# Autobrite Detailer -Stunning Frozen White Focus RS



## [email protected] (Mar 5, 2007)

Hi Guys,

Had this beauty in for a weekend for a full detail, everything that could possibly be detailed was.. as you will see. No corrective work was necessary this time due to the dealers being under strict instructions to not touch the car, the black trim did have a few light swirls however it was decided that these would be left due to the paint on the trim being as soft as butter therefore the corrected paint would swirl again in no time.
The products used were as follows,

•	Citrus Wash
•	Autobrite Super Snow Foam
•	Brite Gel
•	Citrus pearl shampoo
•	Merinos wool wash mitt
•	Fly away
•	3D All Purpose Cleaner
•	Tar and Glue Remover
•	Ultra Fine Clay
•	HD Touch Detailer
•	Crystal Clear 
•	Low Dust Glass Polish
•	Autobrite Addiction 
•	Autobrite Black Magic
•	Autobrite Very Berry
•	Cherry Glaze
•	Berry Blast trim and tyre Gel
•	3D Deep Blue Metal Polish
•	Various towels and Brushes

Anyway enough talk... here are the pictures;

Firstly, this is how the car looked upon arrival


















































































As you can see, looking pretty dirty, still covered in the stickers and glue from delivery!



















No rest for the wicked as the dirt continues in the door shuts and on the wheels.

After a brief look around the car it was given a thorough prewash and rinse using citrus wash diluted at 10:1,










Making sure to get in all of the nooks and crannies,










Going around the car it was apparent how much grime and road film had been collected on the trip from the dealers!





































It was at this point that stickers that wouldn't require tar and glue remover were removed,










The bugs on the front were then attacked with fly away, you feel almost sadistic watching them melt away when using this stuff!





































Bugs all removed










Sprayed with T&G Remover to sort any tar spots / stickers





































Given a good thick layer of snowfoam,




























All of the intricate places then cleaned whilst the snowfoam dwelled,














































The car was then rinsed down,



















Bugs gone,










Shuts cleaned with 3D apc and rinsed,




























Transport wax cleaned from the Drain holes in the door,










Next, the wheels and arches were cleaned using brite gel for the wheels and citrus wash for the arches, then rinsed,























































Washed with citrus pearl,





































Pulled into the unit, then bodywork and wheels dried,














































The paint was then checked under a sun gun and showed no defects surprisingly!

The car was then clayed with nothing being removed,



















Next the paint was cleansed with cherry glaze to remove some minor staining from an unknown source and to prep the paint for lsp.



















Some of the staining,










Gone,










Another patch of staining,










Removed,










The paint was then waxed with Addiction,














































And removed after a couple of minutes,










To reveal this!

● THINGS TO DO:
a. In the car detailing thread, at what dilution was the citrus wash used for the prewash?
b. Write out the part of the car detailing thread that begins at the words "It was at this" and stops after "using this stuff!", changing "attacked" to "treated".

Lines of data

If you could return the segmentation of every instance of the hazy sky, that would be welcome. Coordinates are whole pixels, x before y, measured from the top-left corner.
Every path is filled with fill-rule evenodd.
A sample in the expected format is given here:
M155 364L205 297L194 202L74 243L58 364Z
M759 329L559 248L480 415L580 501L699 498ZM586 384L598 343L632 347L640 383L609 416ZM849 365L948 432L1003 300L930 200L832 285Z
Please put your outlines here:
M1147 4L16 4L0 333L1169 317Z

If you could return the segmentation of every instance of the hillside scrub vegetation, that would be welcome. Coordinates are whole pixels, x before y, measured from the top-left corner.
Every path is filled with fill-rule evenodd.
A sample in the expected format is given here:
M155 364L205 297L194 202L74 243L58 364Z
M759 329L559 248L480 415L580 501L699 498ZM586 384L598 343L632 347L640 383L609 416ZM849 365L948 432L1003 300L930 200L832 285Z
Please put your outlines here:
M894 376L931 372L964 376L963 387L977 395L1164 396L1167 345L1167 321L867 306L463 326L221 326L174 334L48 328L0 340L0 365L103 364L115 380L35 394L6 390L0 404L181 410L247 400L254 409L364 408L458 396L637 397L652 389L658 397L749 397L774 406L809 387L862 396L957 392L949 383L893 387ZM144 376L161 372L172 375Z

● RESPONSE LIST:
a. 10:1

b.
It was at this point that stickers that wouldn't require tar and glue remover were removed,










The bugs on the front were then treated with fly away, you feel almost sadistic watching them melt away when using this stuff!